◆ Aim ◆
Edit the data from its first line through the line containing "[[[0,187],[249,187],[250,152],[143,146],[0,150]]]", inclusive, so that "even-odd rule" becomes "parity rule" and everything else stays the same.

:: Data to use

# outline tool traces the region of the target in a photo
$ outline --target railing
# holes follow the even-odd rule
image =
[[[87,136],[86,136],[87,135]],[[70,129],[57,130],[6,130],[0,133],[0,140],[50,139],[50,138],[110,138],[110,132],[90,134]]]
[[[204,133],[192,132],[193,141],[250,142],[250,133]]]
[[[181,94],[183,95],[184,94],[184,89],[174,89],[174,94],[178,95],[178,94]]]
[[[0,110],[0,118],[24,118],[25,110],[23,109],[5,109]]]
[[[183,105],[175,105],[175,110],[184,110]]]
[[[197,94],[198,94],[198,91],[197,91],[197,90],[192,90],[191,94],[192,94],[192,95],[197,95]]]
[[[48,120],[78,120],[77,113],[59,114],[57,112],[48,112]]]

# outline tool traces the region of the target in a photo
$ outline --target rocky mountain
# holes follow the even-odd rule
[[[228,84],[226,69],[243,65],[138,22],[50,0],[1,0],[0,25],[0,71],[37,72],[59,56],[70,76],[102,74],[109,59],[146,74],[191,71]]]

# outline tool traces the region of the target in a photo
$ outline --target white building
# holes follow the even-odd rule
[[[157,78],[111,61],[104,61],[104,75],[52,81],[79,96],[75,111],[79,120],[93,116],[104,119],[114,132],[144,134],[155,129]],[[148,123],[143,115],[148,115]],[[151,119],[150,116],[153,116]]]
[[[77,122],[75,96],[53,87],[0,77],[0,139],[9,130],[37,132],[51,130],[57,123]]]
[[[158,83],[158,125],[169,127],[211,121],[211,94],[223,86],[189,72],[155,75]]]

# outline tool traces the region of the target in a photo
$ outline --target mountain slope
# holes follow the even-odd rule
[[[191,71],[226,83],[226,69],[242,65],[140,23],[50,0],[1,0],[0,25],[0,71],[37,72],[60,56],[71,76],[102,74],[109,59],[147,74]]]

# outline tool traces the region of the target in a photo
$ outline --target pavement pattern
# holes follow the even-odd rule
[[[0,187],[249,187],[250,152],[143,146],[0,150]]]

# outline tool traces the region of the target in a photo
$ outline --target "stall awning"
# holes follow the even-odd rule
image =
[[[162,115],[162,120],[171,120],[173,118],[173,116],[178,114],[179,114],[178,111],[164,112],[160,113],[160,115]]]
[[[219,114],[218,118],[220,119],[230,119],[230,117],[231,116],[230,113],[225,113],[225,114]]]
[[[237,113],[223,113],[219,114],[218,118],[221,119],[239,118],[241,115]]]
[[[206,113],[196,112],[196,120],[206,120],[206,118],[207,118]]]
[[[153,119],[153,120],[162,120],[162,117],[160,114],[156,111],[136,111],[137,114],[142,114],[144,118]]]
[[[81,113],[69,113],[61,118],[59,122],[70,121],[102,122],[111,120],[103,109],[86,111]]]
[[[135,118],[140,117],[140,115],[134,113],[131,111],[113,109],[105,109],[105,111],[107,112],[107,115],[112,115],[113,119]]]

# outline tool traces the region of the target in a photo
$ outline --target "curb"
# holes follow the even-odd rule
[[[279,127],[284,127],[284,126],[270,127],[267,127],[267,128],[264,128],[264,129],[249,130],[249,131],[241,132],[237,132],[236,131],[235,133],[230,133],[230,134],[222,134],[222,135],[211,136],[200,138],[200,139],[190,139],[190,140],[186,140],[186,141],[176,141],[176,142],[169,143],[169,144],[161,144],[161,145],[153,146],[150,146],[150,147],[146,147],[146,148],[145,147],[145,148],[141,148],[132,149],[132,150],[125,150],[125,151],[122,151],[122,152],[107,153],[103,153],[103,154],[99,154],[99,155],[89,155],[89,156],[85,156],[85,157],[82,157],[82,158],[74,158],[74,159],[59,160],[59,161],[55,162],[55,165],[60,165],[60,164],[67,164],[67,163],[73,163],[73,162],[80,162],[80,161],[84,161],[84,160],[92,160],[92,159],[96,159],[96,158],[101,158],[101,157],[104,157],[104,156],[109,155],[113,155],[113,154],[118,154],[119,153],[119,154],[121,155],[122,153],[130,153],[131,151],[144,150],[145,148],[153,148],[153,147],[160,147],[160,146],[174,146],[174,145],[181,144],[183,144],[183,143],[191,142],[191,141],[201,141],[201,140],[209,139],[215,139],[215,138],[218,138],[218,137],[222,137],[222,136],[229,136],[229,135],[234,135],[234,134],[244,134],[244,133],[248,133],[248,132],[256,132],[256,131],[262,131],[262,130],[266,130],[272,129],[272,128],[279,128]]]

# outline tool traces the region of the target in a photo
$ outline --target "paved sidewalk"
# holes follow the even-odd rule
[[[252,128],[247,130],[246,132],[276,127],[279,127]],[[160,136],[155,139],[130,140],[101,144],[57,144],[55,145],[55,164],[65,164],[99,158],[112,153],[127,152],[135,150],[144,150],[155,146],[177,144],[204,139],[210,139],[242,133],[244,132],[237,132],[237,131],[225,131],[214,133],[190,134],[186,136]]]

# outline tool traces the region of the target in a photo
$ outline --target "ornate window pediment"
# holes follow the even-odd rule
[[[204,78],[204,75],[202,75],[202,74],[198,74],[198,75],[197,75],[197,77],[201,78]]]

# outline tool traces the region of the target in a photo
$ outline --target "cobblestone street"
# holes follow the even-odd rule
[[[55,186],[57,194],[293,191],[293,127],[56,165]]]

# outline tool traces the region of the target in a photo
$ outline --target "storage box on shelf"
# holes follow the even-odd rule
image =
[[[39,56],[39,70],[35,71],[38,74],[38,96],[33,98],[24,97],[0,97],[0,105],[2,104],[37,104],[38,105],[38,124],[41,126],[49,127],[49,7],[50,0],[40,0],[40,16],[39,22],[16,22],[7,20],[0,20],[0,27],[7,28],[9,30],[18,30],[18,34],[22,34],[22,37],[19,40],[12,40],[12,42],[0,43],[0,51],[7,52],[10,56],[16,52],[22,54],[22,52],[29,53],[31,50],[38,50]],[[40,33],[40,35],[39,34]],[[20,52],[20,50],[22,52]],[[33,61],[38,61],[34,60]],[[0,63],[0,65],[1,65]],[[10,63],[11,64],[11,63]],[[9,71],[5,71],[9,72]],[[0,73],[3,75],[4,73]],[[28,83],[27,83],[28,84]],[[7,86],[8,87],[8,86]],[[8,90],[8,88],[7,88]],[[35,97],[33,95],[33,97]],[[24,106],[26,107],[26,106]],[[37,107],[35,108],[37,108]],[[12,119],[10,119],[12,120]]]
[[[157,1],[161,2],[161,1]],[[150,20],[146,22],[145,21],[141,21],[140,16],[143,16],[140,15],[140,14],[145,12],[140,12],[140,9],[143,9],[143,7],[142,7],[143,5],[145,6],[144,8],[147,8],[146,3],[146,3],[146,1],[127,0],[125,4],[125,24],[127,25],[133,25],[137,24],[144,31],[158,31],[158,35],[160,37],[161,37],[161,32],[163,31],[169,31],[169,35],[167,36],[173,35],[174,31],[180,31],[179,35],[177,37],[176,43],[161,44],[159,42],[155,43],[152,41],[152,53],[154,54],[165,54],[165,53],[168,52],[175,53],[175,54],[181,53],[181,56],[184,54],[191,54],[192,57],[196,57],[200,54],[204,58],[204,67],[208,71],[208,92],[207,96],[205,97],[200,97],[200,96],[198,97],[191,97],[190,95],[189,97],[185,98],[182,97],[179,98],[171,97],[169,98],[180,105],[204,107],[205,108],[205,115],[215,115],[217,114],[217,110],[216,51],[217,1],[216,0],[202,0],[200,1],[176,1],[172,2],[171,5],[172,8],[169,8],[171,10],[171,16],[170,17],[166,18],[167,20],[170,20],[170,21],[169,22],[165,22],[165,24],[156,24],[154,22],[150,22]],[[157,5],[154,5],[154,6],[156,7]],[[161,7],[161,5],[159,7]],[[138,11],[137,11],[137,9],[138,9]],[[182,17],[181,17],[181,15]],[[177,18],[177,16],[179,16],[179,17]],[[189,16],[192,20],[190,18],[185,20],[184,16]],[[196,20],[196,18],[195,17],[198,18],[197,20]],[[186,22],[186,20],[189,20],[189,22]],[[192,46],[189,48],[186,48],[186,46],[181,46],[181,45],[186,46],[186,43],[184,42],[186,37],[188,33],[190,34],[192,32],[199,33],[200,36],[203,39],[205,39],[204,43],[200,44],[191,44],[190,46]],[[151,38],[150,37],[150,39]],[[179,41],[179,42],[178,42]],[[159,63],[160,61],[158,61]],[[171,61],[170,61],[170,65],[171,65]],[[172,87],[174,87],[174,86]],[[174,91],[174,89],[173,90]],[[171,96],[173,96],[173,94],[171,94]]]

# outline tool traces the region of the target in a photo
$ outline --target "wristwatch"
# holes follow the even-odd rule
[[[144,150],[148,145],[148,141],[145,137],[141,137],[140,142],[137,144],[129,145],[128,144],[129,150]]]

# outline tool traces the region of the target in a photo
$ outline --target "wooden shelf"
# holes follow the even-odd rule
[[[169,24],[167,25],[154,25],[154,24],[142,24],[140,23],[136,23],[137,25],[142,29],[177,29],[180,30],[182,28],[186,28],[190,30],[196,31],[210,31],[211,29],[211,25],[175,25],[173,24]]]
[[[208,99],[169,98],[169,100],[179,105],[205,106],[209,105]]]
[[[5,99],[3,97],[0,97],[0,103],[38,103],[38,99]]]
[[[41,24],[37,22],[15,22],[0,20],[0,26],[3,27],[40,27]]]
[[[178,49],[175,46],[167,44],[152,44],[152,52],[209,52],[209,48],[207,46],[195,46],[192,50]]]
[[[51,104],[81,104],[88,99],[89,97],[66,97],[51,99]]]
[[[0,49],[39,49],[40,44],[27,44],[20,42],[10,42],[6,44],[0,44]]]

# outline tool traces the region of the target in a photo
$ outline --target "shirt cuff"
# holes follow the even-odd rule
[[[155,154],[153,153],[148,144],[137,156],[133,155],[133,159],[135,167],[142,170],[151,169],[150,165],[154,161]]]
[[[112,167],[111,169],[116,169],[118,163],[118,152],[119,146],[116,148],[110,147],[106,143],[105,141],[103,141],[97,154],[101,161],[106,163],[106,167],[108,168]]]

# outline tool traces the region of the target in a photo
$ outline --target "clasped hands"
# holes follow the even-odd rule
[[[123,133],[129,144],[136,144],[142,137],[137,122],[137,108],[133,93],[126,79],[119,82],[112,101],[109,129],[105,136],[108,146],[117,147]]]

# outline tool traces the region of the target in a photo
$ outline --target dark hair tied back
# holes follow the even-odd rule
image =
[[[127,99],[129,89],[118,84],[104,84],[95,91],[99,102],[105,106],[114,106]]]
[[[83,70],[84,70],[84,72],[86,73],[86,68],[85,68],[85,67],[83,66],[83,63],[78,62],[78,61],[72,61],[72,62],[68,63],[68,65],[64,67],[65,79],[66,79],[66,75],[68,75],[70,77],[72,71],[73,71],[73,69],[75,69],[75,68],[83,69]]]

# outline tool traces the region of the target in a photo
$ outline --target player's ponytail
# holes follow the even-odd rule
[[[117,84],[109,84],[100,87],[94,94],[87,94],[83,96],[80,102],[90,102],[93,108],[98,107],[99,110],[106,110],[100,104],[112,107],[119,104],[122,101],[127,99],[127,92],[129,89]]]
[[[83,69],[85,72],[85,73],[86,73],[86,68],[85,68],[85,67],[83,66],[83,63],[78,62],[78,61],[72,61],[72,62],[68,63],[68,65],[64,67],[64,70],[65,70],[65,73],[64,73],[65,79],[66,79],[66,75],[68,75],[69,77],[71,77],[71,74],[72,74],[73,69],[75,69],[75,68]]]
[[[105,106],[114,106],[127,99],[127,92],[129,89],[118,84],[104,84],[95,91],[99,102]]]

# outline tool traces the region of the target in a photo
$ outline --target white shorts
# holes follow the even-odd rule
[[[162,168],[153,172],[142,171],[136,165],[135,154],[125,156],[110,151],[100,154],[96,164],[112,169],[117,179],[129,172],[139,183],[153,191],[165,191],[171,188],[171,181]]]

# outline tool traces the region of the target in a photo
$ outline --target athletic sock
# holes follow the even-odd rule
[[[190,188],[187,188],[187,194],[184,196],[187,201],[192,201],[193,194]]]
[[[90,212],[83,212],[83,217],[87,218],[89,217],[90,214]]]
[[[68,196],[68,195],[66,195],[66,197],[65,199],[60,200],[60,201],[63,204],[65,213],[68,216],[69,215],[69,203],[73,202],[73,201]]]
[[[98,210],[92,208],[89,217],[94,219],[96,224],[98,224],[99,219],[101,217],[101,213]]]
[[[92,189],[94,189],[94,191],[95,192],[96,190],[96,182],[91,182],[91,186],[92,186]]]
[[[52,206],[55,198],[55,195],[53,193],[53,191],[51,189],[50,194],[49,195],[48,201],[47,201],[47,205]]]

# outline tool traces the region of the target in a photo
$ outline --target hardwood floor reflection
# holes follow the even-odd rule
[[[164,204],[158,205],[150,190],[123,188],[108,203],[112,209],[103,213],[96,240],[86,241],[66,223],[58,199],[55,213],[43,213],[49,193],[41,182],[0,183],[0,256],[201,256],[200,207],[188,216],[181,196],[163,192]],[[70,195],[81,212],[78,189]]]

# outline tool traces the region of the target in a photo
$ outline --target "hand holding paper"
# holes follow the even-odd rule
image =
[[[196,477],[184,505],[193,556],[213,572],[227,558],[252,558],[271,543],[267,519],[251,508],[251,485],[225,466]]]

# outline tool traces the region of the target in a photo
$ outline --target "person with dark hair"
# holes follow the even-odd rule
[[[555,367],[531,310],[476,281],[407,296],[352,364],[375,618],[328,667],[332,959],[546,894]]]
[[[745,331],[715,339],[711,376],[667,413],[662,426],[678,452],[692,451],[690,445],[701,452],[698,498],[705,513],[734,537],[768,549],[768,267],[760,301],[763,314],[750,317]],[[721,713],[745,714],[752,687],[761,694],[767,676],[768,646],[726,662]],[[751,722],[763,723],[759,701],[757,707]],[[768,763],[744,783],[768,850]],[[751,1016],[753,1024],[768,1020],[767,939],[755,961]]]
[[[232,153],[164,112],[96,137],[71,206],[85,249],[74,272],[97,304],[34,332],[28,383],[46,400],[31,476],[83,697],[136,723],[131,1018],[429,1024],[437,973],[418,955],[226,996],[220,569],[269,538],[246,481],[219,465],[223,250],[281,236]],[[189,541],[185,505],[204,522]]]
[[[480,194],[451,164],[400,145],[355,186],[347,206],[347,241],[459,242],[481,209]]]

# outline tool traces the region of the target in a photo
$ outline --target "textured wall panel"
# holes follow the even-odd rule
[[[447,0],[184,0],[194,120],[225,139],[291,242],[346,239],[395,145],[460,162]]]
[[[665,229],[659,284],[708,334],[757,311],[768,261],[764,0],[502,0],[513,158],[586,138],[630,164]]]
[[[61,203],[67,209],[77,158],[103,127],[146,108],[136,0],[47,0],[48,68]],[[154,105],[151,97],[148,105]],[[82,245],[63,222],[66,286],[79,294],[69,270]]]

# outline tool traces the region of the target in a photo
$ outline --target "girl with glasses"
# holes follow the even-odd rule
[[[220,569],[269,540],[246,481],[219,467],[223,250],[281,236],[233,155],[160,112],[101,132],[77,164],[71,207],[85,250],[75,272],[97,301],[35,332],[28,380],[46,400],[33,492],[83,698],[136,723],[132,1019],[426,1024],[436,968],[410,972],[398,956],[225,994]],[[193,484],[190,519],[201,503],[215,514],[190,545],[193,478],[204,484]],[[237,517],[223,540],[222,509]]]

::::

◆ Exercise response ◆
# outline tool traces the region of the target in a photo
$ outline --target railing
# holes follow the parity rule
image =
[[[87,136],[86,136],[87,135]],[[70,129],[57,130],[6,130],[0,133],[0,140],[50,139],[50,138],[110,138],[110,132],[90,134]]]
[[[204,133],[192,132],[193,141],[250,142],[250,133]]]
[[[181,94],[183,95],[184,94],[184,89],[174,89],[174,94],[178,95],[178,94]]]
[[[0,110],[0,118],[24,118],[25,110],[23,109],[5,109]]]
[[[183,105],[175,105],[175,110],[184,110]]]
[[[197,94],[198,94],[198,91],[197,91],[197,90],[192,90],[191,94],[192,94],[192,95],[197,95]]]
[[[48,120],[78,120],[77,113],[59,114],[57,112],[48,112]]]

# outline tool traces the region of the target in a photo
$ outline --target rocky mountain
# holes follow the parity rule
[[[228,84],[226,69],[243,65],[138,22],[50,0],[1,0],[0,25],[0,71],[37,72],[59,56],[70,76],[102,74],[109,59],[146,74],[191,71]]]

# outline tool traces the region of the target in a photo
$ outline --target white building
# holes follow the parity rule
[[[157,78],[111,61],[104,61],[104,75],[52,81],[79,96],[75,111],[79,120],[93,116],[104,119],[114,132],[144,134],[155,129]],[[148,123],[143,115],[148,115]],[[151,119],[150,116],[153,116]]]
[[[77,122],[75,96],[53,87],[0,77],[0,139],[9,130],[37,132],[51,130],[57,123]]]
[[[158,83],[158,125],[169,127],[211,121],[211,94],[223,86],[189,72],[155,75]]]

# outline tool traces the region of the target in a photo
$ outline --target mountain slope
# holes follow the parity rule
[[[191,71],[226,83],[226,69],[242,65],[140,23],[50,0],[1,0],[0,25],[0,71],[37,72],[60,56],[71,76],[102,74],[109,59],[147,74]]]

# outline tool traces the region of the target in a photo
$ outline --target pavement pattern
# holes follow the parity rule
[[[0,187],[249,187],[250,152],[143,146],[0,150]]]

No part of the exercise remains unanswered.